[작업 내용] 아래 항목들을 한 줄도 고치지 말고 모두 그대로 다시 출력하십시오.

[데이터 항목]
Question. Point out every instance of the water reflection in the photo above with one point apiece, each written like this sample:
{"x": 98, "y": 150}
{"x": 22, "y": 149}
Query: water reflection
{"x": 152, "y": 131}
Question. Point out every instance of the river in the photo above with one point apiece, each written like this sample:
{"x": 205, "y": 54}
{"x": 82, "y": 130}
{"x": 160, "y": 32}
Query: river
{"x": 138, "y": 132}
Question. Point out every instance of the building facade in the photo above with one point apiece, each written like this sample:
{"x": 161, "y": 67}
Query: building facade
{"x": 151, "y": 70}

[답변]
Question. Point out every instance of the water reflection in the photo above with one point apiece, each written like this sample:
{"x": 98, "y": 150}
{"x": 22, "y": 149}
Query: water reflection
{"x": 152, "y": 131}
Question. Point out every instance of the river in the photo above with one point apiece, each written like this sample:
{"x": 205, "y": 54}
{"x": 82, "y": 130}
{"x": 160, "y": 32}
Query: river
{"x": 138, "y": 132}
Question. Point out every instance of the building facade in the photo above with one point apiece, each written like this sample:
{"x": 161, "y": 67}
Query: building facade
{"x": 151, "y": 70}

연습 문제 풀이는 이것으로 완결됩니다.